Problem description: Collect every line of the items that contains the word "white", and copy each one. Case counts, so match the word only where its capitalization is the same.
━━━━━ Records shown ━━━━━
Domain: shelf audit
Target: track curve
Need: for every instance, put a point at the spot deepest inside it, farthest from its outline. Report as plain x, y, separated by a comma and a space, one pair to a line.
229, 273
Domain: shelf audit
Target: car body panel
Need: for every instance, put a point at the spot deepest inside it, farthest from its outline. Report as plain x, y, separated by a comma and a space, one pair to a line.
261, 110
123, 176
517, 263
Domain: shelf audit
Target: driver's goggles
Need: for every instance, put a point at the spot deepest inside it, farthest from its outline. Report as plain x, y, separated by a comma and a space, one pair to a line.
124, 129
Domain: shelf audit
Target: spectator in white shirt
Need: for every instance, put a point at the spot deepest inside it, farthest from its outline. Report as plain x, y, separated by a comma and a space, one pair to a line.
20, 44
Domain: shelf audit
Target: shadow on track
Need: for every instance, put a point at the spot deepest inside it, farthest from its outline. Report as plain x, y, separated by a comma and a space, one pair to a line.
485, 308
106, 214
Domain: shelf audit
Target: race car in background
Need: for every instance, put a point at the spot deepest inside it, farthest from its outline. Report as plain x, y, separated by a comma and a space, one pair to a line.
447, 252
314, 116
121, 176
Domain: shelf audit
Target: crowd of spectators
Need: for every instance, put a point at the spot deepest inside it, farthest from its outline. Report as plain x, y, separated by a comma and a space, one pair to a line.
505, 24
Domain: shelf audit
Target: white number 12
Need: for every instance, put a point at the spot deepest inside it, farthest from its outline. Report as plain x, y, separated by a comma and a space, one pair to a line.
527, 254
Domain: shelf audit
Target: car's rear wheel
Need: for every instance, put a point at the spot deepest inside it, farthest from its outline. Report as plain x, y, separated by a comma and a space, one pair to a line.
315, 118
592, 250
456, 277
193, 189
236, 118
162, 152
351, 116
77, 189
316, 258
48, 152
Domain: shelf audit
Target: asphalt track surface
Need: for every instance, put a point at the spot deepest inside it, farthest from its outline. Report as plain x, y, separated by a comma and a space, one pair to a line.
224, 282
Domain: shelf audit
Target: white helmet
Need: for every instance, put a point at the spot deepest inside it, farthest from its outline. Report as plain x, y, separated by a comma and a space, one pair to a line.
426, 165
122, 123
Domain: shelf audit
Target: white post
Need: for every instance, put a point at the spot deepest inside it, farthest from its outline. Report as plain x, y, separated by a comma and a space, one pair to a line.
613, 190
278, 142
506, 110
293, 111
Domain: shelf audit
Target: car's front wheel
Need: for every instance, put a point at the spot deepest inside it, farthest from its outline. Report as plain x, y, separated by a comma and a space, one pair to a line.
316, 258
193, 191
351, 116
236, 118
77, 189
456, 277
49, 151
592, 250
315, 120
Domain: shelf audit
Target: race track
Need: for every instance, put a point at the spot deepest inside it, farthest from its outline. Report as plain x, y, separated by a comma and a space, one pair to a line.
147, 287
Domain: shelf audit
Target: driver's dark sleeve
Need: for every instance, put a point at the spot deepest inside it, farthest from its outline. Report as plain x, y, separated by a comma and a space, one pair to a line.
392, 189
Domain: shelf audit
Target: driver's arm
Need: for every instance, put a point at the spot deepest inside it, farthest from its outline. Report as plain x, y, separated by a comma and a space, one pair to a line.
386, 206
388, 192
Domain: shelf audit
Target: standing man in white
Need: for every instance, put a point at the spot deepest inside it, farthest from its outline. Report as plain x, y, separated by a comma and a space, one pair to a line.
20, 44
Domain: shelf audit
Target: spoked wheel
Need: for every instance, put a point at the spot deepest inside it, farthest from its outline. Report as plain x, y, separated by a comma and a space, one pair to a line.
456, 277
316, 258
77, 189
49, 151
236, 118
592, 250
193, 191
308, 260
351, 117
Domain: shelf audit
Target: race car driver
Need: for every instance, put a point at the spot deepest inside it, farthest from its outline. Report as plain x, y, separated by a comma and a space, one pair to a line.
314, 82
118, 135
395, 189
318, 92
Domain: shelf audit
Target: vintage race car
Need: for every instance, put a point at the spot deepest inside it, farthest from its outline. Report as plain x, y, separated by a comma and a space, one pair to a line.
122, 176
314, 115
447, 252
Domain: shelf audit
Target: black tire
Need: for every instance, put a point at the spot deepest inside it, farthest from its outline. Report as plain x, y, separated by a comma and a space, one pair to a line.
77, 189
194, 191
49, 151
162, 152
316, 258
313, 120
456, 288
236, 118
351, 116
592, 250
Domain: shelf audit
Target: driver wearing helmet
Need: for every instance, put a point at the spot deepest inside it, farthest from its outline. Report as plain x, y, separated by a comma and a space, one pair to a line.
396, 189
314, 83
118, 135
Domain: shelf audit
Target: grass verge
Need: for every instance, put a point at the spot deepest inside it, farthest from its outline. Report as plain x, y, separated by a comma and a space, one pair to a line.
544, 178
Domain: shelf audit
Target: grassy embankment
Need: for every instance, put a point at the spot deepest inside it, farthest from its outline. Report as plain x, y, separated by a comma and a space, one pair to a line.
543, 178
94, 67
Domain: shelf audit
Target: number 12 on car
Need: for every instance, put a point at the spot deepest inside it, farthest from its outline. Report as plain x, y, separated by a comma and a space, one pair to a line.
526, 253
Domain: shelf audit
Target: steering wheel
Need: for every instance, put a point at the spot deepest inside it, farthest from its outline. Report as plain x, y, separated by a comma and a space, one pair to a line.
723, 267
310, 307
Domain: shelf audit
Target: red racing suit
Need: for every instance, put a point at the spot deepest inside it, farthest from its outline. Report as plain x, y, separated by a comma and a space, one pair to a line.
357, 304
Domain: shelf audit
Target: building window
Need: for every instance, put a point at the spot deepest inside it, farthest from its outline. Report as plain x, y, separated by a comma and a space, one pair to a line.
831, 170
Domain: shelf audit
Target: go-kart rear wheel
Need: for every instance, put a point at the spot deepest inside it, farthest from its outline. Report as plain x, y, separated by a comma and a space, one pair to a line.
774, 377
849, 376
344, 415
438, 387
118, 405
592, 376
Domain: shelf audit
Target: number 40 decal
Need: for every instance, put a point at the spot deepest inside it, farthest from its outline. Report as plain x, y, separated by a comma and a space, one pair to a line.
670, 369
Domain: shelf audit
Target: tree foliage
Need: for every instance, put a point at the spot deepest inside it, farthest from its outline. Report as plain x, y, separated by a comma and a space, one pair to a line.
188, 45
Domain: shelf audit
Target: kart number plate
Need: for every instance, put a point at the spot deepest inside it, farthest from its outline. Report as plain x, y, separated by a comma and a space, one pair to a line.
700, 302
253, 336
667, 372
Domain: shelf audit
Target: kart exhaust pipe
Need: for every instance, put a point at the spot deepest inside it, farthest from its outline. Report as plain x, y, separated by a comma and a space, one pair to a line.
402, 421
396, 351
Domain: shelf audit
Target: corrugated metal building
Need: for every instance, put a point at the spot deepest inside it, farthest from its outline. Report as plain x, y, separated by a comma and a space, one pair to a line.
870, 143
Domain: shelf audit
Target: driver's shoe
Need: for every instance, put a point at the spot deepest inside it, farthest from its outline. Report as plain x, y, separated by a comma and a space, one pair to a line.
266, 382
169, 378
━━━━━
Solved exercise:
Target: spectator in white shirt
Target: white number 12
Target: white helmet
Target: white post
Target: standing man in white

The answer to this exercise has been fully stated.